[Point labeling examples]

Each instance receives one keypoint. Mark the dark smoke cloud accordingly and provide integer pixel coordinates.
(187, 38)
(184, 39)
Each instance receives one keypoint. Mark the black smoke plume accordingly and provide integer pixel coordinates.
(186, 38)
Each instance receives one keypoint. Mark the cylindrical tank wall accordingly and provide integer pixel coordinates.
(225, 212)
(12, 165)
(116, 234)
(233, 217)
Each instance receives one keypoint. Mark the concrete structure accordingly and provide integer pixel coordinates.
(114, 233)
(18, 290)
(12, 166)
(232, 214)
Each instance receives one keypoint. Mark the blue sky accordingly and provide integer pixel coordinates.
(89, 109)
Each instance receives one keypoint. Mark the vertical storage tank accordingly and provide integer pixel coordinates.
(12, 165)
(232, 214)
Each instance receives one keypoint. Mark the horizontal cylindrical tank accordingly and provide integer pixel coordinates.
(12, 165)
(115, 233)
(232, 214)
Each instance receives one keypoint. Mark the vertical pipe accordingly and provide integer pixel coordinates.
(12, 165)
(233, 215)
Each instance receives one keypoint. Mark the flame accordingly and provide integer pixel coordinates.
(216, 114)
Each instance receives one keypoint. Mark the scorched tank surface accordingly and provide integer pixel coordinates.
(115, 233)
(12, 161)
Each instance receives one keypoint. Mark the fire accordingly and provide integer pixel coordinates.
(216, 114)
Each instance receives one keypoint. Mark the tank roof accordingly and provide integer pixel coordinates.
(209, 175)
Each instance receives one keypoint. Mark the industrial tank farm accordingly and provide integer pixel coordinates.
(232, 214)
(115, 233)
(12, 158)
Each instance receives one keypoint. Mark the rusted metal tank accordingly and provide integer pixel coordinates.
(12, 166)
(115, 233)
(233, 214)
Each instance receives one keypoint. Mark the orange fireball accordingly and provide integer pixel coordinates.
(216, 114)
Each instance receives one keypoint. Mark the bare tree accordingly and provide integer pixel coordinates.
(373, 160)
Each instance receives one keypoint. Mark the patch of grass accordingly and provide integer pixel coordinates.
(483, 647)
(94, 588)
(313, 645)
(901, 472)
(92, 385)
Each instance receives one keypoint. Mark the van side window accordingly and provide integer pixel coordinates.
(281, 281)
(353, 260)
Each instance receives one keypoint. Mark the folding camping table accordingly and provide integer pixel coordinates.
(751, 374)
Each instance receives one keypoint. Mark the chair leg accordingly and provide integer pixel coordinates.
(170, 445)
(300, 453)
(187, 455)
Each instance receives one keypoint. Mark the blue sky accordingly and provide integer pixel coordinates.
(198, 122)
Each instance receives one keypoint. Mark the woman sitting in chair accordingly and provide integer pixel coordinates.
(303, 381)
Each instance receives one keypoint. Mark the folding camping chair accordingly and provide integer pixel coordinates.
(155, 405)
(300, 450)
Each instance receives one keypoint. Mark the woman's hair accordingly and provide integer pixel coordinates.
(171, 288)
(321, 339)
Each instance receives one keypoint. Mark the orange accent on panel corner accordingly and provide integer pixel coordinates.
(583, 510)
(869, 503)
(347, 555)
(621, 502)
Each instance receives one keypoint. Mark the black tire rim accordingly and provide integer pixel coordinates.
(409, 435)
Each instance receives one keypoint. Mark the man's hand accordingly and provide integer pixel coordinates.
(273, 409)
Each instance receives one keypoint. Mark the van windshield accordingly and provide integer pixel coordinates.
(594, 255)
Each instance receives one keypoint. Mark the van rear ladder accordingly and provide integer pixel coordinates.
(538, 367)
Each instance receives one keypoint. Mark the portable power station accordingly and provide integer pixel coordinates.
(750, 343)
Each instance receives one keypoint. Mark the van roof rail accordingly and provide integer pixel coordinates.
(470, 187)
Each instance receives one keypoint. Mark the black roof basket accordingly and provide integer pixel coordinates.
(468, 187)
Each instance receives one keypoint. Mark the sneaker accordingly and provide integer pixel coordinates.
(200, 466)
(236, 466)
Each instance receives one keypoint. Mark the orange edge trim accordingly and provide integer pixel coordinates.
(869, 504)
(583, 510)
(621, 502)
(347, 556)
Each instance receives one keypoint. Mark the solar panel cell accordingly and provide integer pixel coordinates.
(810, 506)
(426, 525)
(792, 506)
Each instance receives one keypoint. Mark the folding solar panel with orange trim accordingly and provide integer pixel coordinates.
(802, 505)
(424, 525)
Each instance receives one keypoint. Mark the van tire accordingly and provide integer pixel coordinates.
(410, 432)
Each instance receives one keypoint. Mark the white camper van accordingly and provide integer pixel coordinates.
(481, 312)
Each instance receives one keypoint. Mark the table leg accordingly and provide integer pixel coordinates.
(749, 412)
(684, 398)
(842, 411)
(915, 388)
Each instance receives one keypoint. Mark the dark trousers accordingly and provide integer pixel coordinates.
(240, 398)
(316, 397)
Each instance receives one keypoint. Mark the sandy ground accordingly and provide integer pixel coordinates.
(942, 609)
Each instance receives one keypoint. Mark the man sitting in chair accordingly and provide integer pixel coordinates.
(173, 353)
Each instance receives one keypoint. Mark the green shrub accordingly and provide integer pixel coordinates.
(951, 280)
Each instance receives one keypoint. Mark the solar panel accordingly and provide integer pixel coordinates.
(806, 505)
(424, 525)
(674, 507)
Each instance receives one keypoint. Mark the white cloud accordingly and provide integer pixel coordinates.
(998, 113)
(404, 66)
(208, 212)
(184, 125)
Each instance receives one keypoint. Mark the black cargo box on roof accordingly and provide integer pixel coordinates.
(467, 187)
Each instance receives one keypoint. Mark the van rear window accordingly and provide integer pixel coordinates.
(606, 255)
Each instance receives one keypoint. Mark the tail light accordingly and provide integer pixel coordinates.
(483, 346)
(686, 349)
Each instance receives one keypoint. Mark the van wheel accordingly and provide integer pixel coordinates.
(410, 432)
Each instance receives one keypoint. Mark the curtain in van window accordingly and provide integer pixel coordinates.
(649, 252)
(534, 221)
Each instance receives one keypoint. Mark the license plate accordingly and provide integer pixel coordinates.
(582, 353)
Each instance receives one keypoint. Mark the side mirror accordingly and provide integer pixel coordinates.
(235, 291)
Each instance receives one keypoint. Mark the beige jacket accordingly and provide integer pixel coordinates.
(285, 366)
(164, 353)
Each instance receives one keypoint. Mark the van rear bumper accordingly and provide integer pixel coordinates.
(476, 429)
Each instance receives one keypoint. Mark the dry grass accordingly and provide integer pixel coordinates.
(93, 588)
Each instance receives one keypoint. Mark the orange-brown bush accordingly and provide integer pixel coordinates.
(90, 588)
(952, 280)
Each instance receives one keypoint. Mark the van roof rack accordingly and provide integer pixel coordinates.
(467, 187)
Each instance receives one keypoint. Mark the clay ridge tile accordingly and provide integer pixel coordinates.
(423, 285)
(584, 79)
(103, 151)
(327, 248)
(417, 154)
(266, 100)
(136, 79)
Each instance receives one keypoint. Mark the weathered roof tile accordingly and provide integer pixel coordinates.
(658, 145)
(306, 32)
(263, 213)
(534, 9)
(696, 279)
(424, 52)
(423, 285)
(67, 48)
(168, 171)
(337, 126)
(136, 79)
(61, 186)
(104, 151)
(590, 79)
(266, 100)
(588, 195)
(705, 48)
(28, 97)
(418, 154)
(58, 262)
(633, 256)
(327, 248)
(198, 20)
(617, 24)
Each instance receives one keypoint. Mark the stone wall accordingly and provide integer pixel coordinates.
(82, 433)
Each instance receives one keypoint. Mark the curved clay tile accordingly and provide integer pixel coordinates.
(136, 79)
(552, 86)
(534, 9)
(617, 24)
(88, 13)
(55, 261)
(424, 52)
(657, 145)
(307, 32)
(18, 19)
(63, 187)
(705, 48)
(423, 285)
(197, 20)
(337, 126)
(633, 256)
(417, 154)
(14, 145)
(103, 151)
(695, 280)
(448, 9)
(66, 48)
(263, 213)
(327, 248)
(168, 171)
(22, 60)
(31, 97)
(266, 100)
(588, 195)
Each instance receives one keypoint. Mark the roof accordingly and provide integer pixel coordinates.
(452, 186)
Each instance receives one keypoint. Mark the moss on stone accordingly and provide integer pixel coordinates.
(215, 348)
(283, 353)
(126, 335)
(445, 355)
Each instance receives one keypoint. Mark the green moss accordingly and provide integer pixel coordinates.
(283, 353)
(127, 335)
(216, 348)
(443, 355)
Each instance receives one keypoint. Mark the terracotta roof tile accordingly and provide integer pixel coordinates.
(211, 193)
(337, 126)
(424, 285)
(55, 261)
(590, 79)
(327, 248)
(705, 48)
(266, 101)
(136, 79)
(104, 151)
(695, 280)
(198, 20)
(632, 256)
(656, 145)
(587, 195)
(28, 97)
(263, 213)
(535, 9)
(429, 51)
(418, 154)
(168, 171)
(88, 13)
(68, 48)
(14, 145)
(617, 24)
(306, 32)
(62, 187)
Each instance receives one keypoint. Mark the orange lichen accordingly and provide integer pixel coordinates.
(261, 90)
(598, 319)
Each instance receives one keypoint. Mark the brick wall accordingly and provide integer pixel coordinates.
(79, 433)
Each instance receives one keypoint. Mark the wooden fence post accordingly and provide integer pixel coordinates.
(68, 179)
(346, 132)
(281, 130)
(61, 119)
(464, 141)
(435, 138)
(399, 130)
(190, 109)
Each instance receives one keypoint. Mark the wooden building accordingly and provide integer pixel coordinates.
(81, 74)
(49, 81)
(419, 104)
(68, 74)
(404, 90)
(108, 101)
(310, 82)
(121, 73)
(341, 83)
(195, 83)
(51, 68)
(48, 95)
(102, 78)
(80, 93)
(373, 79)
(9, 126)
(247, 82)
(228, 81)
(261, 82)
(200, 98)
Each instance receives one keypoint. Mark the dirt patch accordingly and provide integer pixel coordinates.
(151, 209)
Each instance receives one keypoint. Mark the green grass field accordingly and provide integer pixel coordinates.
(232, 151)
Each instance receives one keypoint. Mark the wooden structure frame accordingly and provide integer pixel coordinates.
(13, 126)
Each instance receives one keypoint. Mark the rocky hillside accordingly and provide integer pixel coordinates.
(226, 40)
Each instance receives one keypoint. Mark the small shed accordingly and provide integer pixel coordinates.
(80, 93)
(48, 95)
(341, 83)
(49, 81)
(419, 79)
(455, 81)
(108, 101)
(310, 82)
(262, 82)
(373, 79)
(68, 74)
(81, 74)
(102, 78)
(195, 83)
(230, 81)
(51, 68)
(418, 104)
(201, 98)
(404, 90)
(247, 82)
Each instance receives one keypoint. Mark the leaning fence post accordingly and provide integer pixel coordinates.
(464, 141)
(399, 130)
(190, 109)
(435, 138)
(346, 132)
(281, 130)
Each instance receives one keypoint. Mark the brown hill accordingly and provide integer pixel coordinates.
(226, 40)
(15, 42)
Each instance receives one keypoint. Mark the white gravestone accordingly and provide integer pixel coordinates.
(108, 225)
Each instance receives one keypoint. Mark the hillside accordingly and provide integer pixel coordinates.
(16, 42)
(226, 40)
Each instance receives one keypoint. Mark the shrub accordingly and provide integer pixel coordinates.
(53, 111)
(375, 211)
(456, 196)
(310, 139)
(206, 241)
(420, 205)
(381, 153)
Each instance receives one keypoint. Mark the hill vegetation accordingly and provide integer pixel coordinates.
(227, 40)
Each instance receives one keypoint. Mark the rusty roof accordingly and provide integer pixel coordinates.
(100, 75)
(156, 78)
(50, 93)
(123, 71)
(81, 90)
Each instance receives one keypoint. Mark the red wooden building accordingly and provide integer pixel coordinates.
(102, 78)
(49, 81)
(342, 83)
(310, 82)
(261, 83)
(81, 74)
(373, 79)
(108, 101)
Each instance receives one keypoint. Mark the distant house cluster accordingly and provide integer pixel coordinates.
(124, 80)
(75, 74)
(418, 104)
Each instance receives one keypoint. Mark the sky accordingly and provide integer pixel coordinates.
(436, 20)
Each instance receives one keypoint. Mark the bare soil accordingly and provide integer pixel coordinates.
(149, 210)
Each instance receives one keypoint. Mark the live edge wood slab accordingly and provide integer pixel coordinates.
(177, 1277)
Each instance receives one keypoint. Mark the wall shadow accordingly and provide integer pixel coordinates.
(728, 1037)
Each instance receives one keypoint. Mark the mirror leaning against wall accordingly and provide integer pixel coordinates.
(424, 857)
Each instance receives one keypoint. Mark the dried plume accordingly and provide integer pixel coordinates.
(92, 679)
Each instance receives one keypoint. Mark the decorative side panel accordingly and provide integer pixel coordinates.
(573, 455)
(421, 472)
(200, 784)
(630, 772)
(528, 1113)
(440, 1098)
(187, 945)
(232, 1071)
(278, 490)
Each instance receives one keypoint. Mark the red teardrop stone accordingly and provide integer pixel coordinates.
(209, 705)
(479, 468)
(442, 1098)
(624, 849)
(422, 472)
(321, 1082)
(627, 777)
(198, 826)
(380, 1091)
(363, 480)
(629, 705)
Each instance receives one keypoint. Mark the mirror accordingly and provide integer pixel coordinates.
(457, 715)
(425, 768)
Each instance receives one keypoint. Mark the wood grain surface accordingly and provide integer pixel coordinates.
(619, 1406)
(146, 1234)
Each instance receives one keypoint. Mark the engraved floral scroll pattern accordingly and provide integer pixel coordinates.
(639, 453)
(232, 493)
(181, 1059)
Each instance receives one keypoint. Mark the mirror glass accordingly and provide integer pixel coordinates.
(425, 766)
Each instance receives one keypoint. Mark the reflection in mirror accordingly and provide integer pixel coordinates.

SET PROBLEM
Reproduce the final stretch of the data above: every line from the one holding "Each instance receives one keypoint. Mark the red teardrop" through the end, inclusive, exactly as written and nothing else.

SOLUTION TO THIS TASK
Each instance receives one keypoint. Mark the red teardrop stone accordingly and provide integer pixel coordinates.
(209, 705)
(479, 468)
(442, 1098)
(624, 849)
(422, 472)
(321, 1082)
(627, 777)
(198, 826)
(380, 1091)
(363, 480)
(629, 705)
Each instance receives one keypoint. Mark the mirror accordingly and provide integer pixel coordinates.
(457, 715)
(425, 768)
Each instance receives one keypoint. Mark the wood grain surface accordingly and provide integer pixel coordinates.
(619, 1406)
(146, 1234)
Each instance receives one keypoint. Mark the engraved floral scroll pattern accordingly and provide integer pixel coordinates.
(639, 453)
(232, 493)
(181, 1059)
Each instance receives one keypoint. Mark the mirror glass accordingly and provide integer pixel coordinates.
(425, 766)
Each instance receives one keypoint. Mark the reflection in mirror accordingly and provide integer pixel coordinates.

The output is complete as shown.